**EXERCISE DESCRIPTION**
List each line of the entries below that contains the word "road", matching capitalization exactly.

**RECORDS TO PROCESS**
--

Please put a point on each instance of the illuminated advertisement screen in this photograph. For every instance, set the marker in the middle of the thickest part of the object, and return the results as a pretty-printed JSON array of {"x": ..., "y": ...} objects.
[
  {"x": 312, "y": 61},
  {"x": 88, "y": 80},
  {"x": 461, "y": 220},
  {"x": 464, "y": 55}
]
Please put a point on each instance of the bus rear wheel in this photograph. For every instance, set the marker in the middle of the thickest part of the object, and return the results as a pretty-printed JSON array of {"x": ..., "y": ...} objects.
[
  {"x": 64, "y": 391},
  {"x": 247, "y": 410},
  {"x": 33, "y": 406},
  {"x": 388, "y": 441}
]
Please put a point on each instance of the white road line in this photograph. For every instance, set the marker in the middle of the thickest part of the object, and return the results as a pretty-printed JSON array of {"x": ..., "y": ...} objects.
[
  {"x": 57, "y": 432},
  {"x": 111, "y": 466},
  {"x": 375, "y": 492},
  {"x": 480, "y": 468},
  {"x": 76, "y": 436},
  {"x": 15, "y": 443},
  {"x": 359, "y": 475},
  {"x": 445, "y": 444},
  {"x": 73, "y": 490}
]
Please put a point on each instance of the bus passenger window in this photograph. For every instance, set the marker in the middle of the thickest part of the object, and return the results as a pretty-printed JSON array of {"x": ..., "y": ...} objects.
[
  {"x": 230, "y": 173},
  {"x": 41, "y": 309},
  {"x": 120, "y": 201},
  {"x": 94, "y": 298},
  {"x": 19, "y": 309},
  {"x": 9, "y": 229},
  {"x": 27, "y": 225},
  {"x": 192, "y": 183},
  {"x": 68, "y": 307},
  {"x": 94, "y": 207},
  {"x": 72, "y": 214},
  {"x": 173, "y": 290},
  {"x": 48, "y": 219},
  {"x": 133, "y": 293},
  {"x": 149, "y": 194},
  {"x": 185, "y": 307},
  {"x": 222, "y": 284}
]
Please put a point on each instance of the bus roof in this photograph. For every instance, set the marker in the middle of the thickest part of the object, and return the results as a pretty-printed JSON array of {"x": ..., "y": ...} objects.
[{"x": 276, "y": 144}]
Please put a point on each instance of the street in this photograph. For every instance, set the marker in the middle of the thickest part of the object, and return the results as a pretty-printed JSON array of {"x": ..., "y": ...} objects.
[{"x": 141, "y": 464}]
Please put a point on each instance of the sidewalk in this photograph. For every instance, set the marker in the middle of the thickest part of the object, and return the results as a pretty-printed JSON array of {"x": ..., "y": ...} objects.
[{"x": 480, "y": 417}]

--

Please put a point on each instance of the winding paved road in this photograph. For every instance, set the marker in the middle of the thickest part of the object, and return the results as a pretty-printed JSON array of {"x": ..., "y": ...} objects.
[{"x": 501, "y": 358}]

--

**WORKED ANSWER**
Please put a point on each instance of the white road line in this photograph. For every instance, set the marker in the middle of the thickest part of the object, and return the results as a pretty-printed JSON array of {"x": ..., "y": ...} objects.
Please put a point on each instance of the winding paved road in this photograph. For every instance, set the marker in the middle of the thickest part of the object, and return the results as a pretty-printed JSON array of {"x": ..., "y": ...} objects.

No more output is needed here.